### EXERCISE INPUT
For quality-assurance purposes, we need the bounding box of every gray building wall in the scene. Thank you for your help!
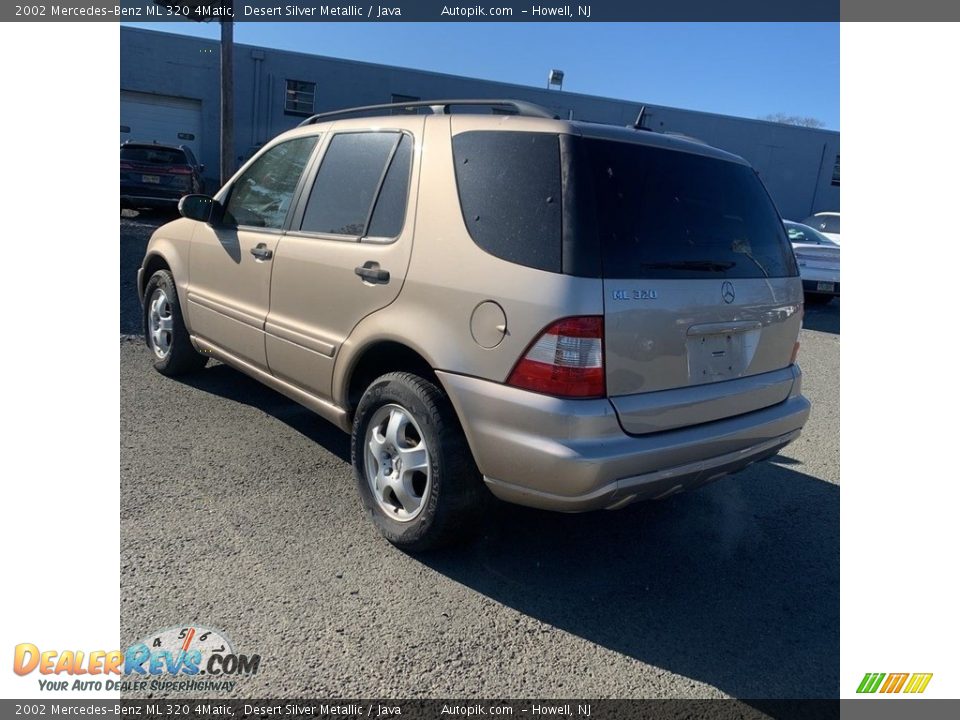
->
[120,26,840,220]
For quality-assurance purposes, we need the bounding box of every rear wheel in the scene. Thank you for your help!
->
[143,270,207,376]
[351,373,486,552]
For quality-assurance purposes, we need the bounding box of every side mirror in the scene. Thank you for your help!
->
[177,195,217,223]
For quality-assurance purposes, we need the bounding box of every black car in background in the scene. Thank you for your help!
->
[120,141,203,209]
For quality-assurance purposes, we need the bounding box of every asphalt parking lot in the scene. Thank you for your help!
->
[120,215,840,698]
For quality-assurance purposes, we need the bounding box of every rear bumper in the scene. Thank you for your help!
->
[438,369,810,512]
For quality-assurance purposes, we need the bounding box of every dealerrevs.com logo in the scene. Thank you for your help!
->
[857,673,933,695]
[13,625,260,692]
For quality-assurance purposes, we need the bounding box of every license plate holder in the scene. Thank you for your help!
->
[687,332,746,383]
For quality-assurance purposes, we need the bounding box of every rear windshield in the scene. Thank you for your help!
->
[120,146,189,165]
[580,139,797,279]
[783,222,837,247]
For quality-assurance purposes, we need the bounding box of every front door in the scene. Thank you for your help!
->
[266,116,424,398]
[187,135,317,369]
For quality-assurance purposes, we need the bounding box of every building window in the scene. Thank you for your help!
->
[390,93,420,115]
[283,80,317,115]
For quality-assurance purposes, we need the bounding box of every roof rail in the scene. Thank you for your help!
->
[300,99,557,127]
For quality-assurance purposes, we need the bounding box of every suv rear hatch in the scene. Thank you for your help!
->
[576,136,803,434]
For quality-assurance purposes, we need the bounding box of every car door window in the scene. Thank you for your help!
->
[224,135,317,229]
[300,132,413,238]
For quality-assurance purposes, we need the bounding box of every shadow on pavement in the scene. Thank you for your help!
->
[163,358,840,699]
[177,364,350,463]
[421,462,840,699]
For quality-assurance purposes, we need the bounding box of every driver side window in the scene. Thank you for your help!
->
[223,135,317,229]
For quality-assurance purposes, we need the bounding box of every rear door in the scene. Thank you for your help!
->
[584,139,802,433]
[266,116,424,398]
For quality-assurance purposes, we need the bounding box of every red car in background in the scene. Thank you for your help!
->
[120,141,203,209]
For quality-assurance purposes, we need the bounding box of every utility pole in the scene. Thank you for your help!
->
[220,6,234,185]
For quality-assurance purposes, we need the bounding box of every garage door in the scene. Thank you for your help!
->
[120,90,202,158]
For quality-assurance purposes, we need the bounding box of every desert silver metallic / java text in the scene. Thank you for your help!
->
[364,404,430,522]
[148,287,173,360]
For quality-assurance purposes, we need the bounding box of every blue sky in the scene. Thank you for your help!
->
[122,22,840,130]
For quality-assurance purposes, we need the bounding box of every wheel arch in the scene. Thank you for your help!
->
[335,338,446,417]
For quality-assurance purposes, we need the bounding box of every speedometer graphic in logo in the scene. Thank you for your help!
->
[140,625,233,657]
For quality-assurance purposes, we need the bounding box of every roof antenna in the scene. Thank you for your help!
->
[633,105,647,130]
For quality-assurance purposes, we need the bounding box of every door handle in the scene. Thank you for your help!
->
[353,260,390,285]
[250,243,273,260]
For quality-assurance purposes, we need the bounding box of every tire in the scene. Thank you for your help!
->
[803,293,833,305]
[143,270,207,377]
[350,372,489,552]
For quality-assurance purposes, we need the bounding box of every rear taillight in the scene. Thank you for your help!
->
[507,315,606,398]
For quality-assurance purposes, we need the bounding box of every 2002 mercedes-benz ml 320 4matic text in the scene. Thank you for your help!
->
[138,101,810,550]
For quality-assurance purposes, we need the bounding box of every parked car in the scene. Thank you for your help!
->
[137,101,810,550]
[783,220,840,305]
[120,141,203,208]
[802,212,840,245]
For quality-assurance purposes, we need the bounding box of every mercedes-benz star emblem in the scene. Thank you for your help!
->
[720,280,737,305]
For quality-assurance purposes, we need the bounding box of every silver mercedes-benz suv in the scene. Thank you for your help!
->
[138,101,810,550]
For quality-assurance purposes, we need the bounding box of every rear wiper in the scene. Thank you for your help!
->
[640,260,736,272]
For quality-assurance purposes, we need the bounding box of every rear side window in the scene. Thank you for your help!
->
[120,146,187,165]
[300,132,412,238]
[453,131,561,272]
[584,140,797,279]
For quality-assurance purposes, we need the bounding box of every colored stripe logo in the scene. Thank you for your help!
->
[857,673,933,694]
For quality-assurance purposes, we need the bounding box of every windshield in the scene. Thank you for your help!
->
[120,145,188,165]
[584,139,797,278]
[783,222,838,247]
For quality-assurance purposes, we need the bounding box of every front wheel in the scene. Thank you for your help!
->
[351,373,486,552]
[143,270,207,376]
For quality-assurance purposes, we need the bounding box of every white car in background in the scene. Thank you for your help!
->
[803,212,840,245]
[783,216,840,305]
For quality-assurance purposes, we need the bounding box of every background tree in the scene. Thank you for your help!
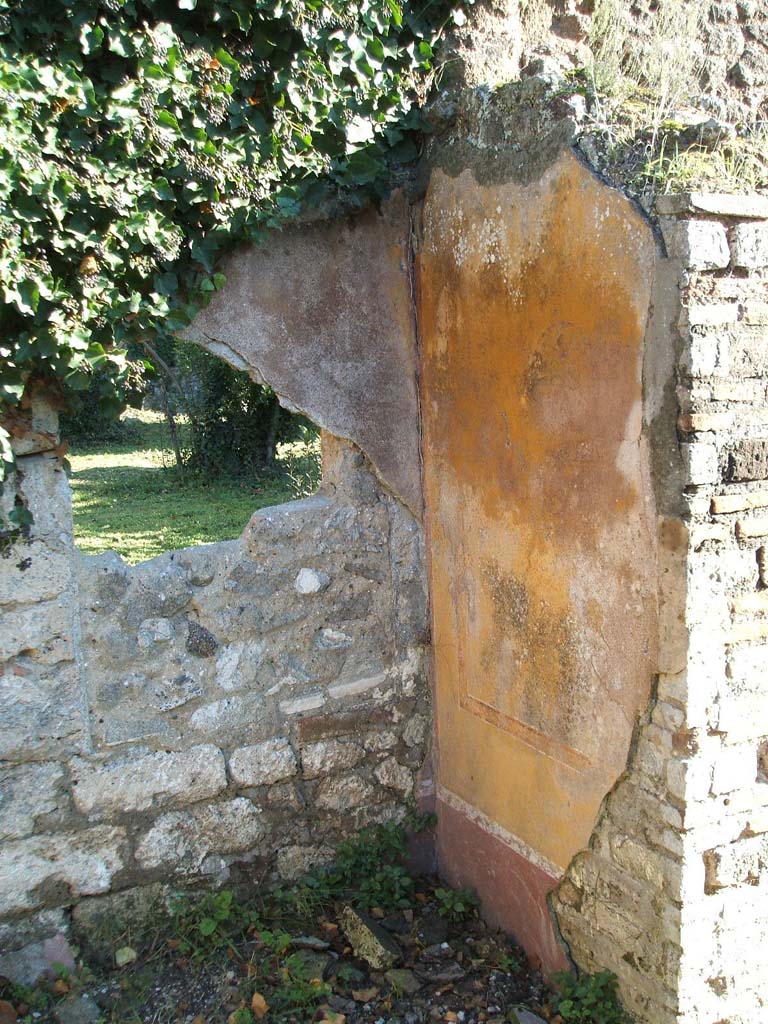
######
* _BRIEF_
Rewrite all of the items above with "quality-assurance" replaced by "quality-control" and everything else left unchanged. Leave the pictures out of the answer.

* _EXERCISE RESULT_
For quality-control purposes, we need the bounding box of every gray building wall in the scene. Thank you for your help!
->
[120,26,840,220]
For quality-control purposes, we need the bounding box of every rear wheel in the scene. Thank you for your help!
->
[143,270,207,376]
[351,373,486,552]
For quality-control purposes, we need the bounding box of every side mirror in the scene. Thank you for your help!
->
[177,195,217,223]
For quality-control purposes, we need the bounding box of every black car in background in the scene. Thank you for your help!
->
[120,141,203,209]
For quality-control purposes, we need the bounding box of every asphalt parking lot in the scene. Thank you for your help!
->
[120,215,840,698]
For quality-control purposes, we need the bounding box of every rear bumper in the scene. Thank you for your help!
->
[438,369,810,512]
For quality-control purposes, we need the bounding box of every dealerrevs.com logo in the scene. Thank you for your help!
->
[857,673,933,695]
[13,625,260,692]
For quality-control purposes, we need the bounding box of every license plate holder in the scene. Thank you for your help!
->
[687,332,746,383]
For quality-control purposes, we need the bounding box of every rear windshield in the scene. Thank you for your help!
->
[120,146,189,165]
[580,139,797,279]
[783,222,837,247]
For quality-control purposes, we need the bounding box of every front door in the scene. Thank you for your help!
->
[266,116,424,398]
[187,135,317,369]
For quality-control purposes, we need the bounding box of every building window in the scene. Thank you for your help!
->
[390,93,420,115]
[283,80,317,115]
For quality-control purposes, we need the bounding box of every roof rail in the scene. Thank you for your help!
->
[300,99,557,127]
For quality-control purposes, we need the bounding box of every suv rear hatch in the scene. Thank you for your help!
->
[576,136,803,434]
For quality-control purposes, we need the bounding box of every car door window in the scene. Thank you for your help!
->
[224,135,317,229]
[300,132,413,238]
For quality-control purposes, we need the bounding box of every shadow on pavement in the scene. Thank you for your help!
->
[163,358,840,699]
[177,364,350,463]
[421,462,840,699]
For quality-control purposes, we need the bounding box of every driver side window in the scene. Thank you for your help!
->
[223,135,317,229]
For quality-control purposes, we need the bounding box of every rear door in the scene. Thank you for your help!
->
[584,139,802,433]
[266,116,424,398]
For quality-control purposes, we need the bounding box of every red car in background in the scene. Thank you for your help!
->
[120,141,203,209]
For quality-control purposes, we need the bounding box of every utility pole in the scene. Thank you for your help!
->
[220,6,234,185]
For quality-control purposes, we need the bounding box of every garage door in the scene. Thank you for your help!
->
[120,90,202,158]
For quality-control purposes, we need the bounding box of every desert silver metallic / java text in the scene. Thank you for your help!
->
[364,404,430,522]
[148,287,173,360]
For quality-control purposes, we need the bounding box of every blue sky in the scene. Thank you for your help!
->
[122,22,840,130]
For quality-control purposes, we need the bounding box of every wheel arch in the scene. Thank you for your help!
->
[335,338,446,417]
For quality-control purposes, we need the bounding box of every speedometer graphic in logo in the scene. Thank you for your help!
->
[140,625,233,657]
For quality-control purposes, we need the bounding box of every roof antenna in the scene. Thank you for your help!
->
[633,105,647,130]
For quality-control purposes, we need the bounding box of every door handle in the scene. Thank you for your help!
->
[353,260,390,285]
[250,243,273,260]
For quality-control purposes, we need the bounding box of every tire in the scene. Thank you for your help!
->
[803,293,833,305]
[143,270,207,377]
[350,372,489,552]
For quality-control purposes, we need the bounding box of every rear taillight in the scene. Thank you for your help!
->
[507,315,606,398]
For quality-control purposes, we need the bounding box of every 2002 mercedes-benz ml 320 4matic text in the scene. Thank you for your help!
->
[138,101,810,550]
For quality-control purposes, we need the bounding box of every parked car in the scene. Thank you for your help!
->
[137,101,810,550]
[783,220,840,305]
[120,141,203,208]
[802,212,840,245]
For quality-control purposes, we need the bounding box of every mercedes-benz star emblem in the scene. Thank you for your help!
->
[720,280,737,305]
For quality-control purposes, we need the bounding box of every silver mercedes-benz suv in the scene. Thank you for your help!
->
[138,101,810,550]
For quality-control purposes, we need the bounding box of every rear wiper in the scene. Thank you for your help!
->
[640,260,736,272]
For quality-control purposes, we need the bounding box of every rear side window in the scene. Thank you for your help!
->
[120,146,187,165]
[300,132,412,238]
[453,131,561,272]
[584,140,797,279]
For quality-control purposes, we need the bounding box of every colored stripe logo in the scene. Thank you for your help!
->
[857,673,933,694]
For quality-control purposes, we need the bounding box of every windshield in the scene. Thank you for your help!
->
[120,145,188,165]
[584,139,797,278]
[783,222,838,247]
For quality-control purposes, we need the bounding box of every front wheel in the scene. Thank you for your help!
->
[351,373,486,552]
[143,270,207,376]
For quality-control purposes, we need the bounding box of every white car in background in the scene. Thank you for your help!
->
[803,212,840,245]
[783,216,840,305]
For quality-control purposes, we need the bounding box of every background tree in the scene. Thank you for your help!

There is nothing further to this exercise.